## Exercise directions
The first line of the data below and every line after it, through the one with "Identify the bangle", must be transcribed without change.

## Data for the task
================================
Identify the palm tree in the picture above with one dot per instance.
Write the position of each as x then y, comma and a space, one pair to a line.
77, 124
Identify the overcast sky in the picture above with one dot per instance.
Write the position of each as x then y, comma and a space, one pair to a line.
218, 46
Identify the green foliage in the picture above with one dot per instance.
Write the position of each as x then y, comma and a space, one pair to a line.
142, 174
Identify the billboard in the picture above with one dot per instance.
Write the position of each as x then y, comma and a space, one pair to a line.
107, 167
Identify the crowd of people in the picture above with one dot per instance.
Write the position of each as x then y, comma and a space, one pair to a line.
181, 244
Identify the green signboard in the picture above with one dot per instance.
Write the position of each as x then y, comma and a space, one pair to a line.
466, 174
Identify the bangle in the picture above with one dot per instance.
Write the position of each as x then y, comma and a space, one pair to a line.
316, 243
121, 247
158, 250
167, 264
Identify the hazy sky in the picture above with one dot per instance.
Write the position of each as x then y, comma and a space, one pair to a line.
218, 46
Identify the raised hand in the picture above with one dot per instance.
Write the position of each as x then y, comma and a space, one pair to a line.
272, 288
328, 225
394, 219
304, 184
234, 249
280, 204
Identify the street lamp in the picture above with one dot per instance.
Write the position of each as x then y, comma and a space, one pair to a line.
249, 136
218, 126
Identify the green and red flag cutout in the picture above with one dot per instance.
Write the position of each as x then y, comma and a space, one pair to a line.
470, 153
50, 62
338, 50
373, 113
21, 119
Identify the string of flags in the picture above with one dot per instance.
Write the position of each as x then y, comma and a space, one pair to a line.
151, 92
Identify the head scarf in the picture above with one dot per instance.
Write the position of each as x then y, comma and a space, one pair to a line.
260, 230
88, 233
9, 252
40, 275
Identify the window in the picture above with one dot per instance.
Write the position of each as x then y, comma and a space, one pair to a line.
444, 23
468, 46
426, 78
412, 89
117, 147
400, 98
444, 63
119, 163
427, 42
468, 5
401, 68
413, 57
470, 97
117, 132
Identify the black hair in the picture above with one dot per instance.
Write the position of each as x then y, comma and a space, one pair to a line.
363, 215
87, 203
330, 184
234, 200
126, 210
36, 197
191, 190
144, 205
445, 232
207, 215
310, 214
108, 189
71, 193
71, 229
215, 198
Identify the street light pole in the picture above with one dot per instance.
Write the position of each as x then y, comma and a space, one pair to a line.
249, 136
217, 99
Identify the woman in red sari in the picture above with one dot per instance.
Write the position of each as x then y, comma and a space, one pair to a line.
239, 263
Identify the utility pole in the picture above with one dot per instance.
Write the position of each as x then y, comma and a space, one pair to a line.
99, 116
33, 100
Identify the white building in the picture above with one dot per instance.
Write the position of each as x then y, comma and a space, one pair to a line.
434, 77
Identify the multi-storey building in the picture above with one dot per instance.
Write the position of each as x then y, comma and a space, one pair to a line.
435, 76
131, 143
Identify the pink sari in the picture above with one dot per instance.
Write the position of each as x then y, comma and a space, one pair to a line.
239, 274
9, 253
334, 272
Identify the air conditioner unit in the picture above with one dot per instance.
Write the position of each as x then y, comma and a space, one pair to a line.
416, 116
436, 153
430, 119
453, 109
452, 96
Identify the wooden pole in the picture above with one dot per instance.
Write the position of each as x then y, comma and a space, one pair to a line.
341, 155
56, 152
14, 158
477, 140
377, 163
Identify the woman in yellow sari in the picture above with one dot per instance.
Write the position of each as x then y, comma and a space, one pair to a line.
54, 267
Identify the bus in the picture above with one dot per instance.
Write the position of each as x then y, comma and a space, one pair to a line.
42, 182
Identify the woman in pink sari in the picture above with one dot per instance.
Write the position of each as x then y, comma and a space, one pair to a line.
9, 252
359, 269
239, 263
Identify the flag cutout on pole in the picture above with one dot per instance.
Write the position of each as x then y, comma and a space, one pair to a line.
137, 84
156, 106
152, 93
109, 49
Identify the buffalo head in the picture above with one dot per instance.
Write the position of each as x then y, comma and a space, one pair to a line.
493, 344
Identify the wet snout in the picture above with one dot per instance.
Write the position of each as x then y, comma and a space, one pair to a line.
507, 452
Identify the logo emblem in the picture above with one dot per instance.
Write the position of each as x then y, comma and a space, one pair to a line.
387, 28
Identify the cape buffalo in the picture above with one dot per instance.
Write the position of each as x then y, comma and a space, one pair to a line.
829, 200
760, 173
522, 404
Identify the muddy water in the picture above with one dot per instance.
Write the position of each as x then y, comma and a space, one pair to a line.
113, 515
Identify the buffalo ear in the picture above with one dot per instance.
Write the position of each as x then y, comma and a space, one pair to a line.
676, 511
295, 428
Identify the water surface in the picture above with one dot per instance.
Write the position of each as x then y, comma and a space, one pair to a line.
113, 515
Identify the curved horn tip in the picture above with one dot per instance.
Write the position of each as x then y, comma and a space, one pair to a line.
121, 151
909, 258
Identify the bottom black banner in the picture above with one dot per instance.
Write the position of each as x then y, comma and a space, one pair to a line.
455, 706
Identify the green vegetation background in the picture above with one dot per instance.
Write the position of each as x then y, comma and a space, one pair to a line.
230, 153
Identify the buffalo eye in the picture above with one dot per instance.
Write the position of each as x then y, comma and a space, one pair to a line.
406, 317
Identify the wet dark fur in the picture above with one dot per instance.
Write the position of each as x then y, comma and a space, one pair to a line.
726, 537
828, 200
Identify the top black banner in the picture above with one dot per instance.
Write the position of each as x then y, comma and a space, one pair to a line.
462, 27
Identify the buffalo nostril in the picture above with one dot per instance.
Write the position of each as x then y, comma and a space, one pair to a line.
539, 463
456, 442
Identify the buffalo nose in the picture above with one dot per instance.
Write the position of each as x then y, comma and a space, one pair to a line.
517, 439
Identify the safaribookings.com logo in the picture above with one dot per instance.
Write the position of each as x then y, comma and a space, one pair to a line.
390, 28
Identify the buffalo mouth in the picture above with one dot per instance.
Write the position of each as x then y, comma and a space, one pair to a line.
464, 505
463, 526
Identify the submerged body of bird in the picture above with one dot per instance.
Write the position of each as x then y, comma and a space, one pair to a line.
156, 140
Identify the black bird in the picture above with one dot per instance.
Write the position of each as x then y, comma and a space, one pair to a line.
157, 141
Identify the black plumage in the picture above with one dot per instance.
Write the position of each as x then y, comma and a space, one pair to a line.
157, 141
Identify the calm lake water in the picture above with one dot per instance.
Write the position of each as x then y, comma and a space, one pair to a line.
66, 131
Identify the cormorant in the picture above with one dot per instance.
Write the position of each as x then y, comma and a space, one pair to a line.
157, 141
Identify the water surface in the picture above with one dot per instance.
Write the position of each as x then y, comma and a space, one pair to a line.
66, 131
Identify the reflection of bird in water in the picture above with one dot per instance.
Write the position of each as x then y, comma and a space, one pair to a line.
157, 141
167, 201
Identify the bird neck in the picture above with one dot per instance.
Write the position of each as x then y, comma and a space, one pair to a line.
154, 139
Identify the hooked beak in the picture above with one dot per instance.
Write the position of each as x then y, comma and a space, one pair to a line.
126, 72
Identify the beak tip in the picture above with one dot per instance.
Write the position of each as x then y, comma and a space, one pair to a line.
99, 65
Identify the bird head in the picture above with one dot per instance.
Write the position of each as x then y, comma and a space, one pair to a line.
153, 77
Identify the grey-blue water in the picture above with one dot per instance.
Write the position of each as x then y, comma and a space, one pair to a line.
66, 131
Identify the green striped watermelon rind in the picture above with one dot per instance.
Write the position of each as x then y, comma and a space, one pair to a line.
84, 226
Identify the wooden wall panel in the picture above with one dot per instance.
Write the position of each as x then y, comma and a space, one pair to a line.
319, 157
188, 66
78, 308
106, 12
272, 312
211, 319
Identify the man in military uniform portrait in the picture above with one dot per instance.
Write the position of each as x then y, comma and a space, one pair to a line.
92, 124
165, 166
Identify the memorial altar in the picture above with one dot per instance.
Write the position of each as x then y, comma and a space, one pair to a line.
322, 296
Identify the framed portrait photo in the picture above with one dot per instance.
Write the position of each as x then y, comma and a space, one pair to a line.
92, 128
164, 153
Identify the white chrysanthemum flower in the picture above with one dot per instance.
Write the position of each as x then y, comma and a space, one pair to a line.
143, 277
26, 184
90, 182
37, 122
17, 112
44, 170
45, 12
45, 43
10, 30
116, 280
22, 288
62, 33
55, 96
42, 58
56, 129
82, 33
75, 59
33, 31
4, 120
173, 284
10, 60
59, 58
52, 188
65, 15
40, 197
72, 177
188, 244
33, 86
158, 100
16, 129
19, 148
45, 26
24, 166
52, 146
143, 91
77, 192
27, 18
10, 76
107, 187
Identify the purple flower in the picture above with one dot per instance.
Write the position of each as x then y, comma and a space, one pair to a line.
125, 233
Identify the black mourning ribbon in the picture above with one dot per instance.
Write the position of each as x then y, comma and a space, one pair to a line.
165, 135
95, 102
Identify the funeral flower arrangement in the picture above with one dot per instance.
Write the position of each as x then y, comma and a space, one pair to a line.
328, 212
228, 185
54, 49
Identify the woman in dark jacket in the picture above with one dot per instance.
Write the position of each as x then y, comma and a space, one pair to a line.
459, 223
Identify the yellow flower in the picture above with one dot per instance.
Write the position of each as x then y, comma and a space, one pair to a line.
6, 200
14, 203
================================
## Solution for this problem
Identify the palm tree in the picture above with one dot per instance.
Write the position of each as x then y, comma and a space, one pair to a line.
77, 124
Identify the overcast sky in the picture above with one dot per instance.
Write the position of each as x then y, comma and a space, one pair to a line.
218, 46
Identify the green foliage in the picture above with one dot per instance.
Write the position of each as x then y, comma and a space, one pair to a line.
142, 174
Identify the billboard in the picture above with one dot per instance.
Write the position of each as x then y, comma and a space, one pair to a line.
107, 167
Identify the crowd of people in the picture above with one dot per instance.
Write the position of each as x then y, comma and a space, one pair to a line.
181, 244
Identify the green signboard in the picture above with one dot per instance.
Write the position of each as x then y, comma and a space, one pair to a line.
466, 174
Identify the bangle in the picture above with one dot per instance.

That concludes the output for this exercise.